• **Exercise task**
Change every "instance" in the entries below to "occurrence", and reproduce the entries otherwise unaltered.

• **Extracted records**

>> start

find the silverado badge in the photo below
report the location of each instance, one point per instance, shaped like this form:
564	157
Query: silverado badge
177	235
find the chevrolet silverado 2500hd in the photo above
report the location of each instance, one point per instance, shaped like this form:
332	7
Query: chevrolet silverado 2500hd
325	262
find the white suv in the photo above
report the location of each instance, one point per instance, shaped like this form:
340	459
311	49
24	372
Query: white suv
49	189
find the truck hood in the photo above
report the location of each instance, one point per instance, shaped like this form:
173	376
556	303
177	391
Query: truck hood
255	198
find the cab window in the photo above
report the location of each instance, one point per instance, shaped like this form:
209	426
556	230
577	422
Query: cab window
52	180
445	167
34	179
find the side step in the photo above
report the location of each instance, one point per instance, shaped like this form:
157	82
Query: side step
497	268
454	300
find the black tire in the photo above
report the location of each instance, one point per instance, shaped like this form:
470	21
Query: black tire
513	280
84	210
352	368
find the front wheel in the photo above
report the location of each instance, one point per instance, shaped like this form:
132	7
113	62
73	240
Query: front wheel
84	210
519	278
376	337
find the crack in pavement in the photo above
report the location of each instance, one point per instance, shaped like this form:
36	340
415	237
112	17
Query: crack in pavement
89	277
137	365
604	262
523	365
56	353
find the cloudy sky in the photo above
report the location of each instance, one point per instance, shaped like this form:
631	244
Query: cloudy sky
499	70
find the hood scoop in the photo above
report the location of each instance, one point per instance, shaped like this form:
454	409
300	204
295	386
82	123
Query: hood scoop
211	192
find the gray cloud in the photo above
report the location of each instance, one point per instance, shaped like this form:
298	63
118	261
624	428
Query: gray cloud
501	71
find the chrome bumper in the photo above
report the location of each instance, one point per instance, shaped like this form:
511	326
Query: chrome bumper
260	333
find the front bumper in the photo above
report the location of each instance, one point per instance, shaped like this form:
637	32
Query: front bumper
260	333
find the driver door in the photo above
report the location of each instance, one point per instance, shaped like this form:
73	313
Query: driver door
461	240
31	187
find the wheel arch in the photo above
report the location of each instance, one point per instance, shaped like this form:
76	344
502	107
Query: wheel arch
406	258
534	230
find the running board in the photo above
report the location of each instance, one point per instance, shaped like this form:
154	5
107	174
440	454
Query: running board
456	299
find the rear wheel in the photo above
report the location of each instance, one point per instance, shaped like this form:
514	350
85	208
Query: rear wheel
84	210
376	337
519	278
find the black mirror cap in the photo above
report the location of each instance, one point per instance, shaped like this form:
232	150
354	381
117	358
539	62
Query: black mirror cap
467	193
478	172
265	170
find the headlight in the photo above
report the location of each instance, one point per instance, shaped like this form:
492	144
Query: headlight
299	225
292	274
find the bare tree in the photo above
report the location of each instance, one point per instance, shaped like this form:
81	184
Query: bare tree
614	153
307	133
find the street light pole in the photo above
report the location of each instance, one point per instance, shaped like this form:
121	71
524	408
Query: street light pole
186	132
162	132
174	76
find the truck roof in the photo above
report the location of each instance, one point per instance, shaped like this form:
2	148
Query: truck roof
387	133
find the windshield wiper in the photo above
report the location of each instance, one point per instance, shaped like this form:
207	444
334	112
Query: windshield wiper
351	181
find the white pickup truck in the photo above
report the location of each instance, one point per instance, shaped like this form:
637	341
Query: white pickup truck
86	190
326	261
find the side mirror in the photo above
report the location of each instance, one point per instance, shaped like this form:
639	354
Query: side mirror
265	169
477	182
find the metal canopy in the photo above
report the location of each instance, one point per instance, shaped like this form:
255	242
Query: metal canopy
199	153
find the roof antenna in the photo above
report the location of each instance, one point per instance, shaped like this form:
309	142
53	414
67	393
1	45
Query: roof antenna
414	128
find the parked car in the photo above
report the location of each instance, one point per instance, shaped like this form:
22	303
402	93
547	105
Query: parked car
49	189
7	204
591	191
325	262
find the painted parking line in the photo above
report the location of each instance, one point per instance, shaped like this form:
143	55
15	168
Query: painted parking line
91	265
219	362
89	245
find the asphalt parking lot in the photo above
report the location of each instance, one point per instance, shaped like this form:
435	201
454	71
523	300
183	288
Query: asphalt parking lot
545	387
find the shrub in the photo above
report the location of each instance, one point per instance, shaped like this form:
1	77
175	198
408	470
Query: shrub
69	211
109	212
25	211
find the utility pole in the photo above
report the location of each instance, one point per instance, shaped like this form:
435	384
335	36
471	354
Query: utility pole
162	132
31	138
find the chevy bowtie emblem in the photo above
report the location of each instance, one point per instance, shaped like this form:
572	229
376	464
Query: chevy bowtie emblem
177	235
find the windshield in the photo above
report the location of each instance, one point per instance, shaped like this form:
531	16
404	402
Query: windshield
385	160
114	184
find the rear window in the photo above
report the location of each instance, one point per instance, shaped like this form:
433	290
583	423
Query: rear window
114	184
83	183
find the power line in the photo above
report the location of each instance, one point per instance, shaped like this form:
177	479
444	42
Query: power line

>> end

• **Reply to the exercise**
find the silverado badge in the photo below
report the location of each occurrence, one point per occurrence, shaped like this form:
564	157
Query: silverado badge
177	235
find the chevrolet silverado 2500hd in the photo above
report the location of each occurrence, one point per occurrence, shaped like this form:
332	7
Query: chevrolet silverado 2500hd
325	262
find the white suv in the photo above
report the location of each occurrence, one point per occurrence, shaped like this form:
340	459
311	49
24	372
Query: white suv
49	189
find the truck hood in the photo above
report the location of each occurrence, one point per occurrence, shaped like this form:
173	376
556	303
177	391
Query: truck hood
255	198
find the cab window in the photo above
report the location of each occurrence, one point per occurrence, shaped like this form:
209	426
556	230
577	422
Query: cab window
52	180
445	167
34	179
find the side step in the photo above
report the location of each occurrence, one point per occurrence, shaped like this form:
157	82
Query: side step
497	268
454	300
find the black tire in the photo above
report the location of each occurrence, one point per occurrence, shaped like this form:
470	21
Query: black tire
513	280
84	210
352	368
find the front wheel in the photo above
report the location of each occurrence, one point per occurrence, shaped like this form:
132	7
113	62
73	240
Query: front wheel
84	210
519	278
376	337
find the crack in pavement in the photo above
report the location of each occurrence, one point per occurrence, shaped like this form:
36	340
415	237
112	17
Query: crack in pavement
89	277
137	365
604	262
523	365
56	353
find the cloudy sky in the photo above
report the location of each occurrence, one point per occurrence, shaped like this form:
631	244
Query: cloudy sky
499	70
find the hood scoop in the photo above
report the location of each occurrence, one point per occurrence, shaped like this form:
454	409
300	204
295	386
82	123
Query: hood scoop
211	192
find the gray cloud in the photo above
report the location of each occurrence, one point per occurrence, shaped like this form:
298	63
118	261
624	428
Query: gray cloud
501	71
find the chrome bumper in the photo above
report the location of each occurrence, one point per occurrence, shaped like this form:
511	326
Query: chrome bumper
260	333
find the front bumper in the photo above
report the location of each occurrence, one point per occurrence, shaped like this form:
637	32
Query: front bumper
260	333
find the driver door in the photo above
report the location of each occurrence, one point per occurrence, shaped like this form:
73	313
Query: driver door
461	240
31	187
find the wheel arch in the photo above
report the location of each occurrence, one point per occurrence, shaped like this form:
76	344
502	107
Query: wheel arch
406	258
534	230
find the running board in the photo above
report the location of each occurrence, one point per occurrence, shaped like this form:
154	5
107	174
440	454
Query: running board
456	299
find the rear wheel in the photo above
report the location of each occurrence, one point per occurrence, shaped like this form:
514	350
85	208
Query: rear wheel
84	210
376	337
519	278
find the black mirror cap in the photo above
report the location of each occurrence, one point per occurrence, shaped like this form:
232	150
354	381
117	358
539	62
Query: black mirror cap
467	193
478	172
265	170
find the headlight in the photo above
report the location of each occurrence, one point per occurrence, shaped like this form:
492	144
Query: headlight
299	225
292	274
find the bare tree in the photo above
report the location of each occurrence, one point per occurrence, shaped like this form:
81	184
Query: bare tree
614	153
307	133
find the street light pole in the photo above
report the location of each occurrence, one point per occurrence, shaped like this form:
121	71
524	408
Query: street light pole
186	132
162	132
174	76
find the truck roof in the photo above
report the location of each occurrence, one point per occurrence, shaped like this form:
2	148
Query: truck roof
387	133
find the windshield wiper in the photo above
report the location of each occurrence, one point per occurrence, shaped like this form:
207	444
334	112
Query: windshield wiper
351	181
find the white pickup truck in the photo above
report the location of each occurrence, one point per occurrence, shaped like this form:
637	341
Query: white pickup truck
86	190
326	261
find the side mirror in the photo above
report the location of each occurrence, one point per occurrence, shaped like this form:
639	354
Query: side mirror
265	169
477	182
find the metal canopy in the photo above
report the location of each occurrence, one point per occurrence, shaped like this form:
255	242
Query: metal canopy
199	153
find the roof antenna in the photo above
report the location of each occurrence, one point per occurrence, shaped like this form:
309	142
53	414
67	393
1	45
Query: roof antenna
414	128
find the parked car in the photo above
report the location of each occurrence, one point per occurrence, shaped like this form:
22	303
402	93
547	105
Query: parked car
49	189
7	204
591	191
325	262
find the painted parking line in the photo above
report the location of each occurrence, one point per occurrence, shaped like this form:
143	55
15	168
Query: painted parking line
91	265
219	362
89	245
find the asphalt parking lot in the photo above
report the location of each occurrence, one point per occurrence, shaped like this form:
435	201
454	71
523	300
183	288
Query: asphalt parking lot
545	387
find the shrub in the photo above
report the location of each occurrence, one point per occurrence, shaped like this form:
1	77
175	198
408	470
Query: shrub
69	211
109	212
25	211
find the utility pole in the photo above
report the location of each occurrence, one point per occurrence, shaped like this form:
435	384
335	36
471	354
Query: utility pole
162	132
31	138
find the chevy bowtie emblem in the photo above
report the location of each occurrence, one point per occurrence, shaped like this form:
572	229
376	464
Query: chevy bowtie emblem
177	235
find the windshield in the photo above
report the location of each occurrence, one point per occurrence, shaped like this form:
531	16
404	402
Query: windshield
385	160
114	184
find the rear window in the photo above
report the location of each occurrence, one point per occurrence, shaped like this form:
433	290
583	423
Query: rear window
114	184
83	183
find the power line in the photo above
report the location of each occurrence, one point per occurrence, shaped like this form:
177	479
444	42
Query: power line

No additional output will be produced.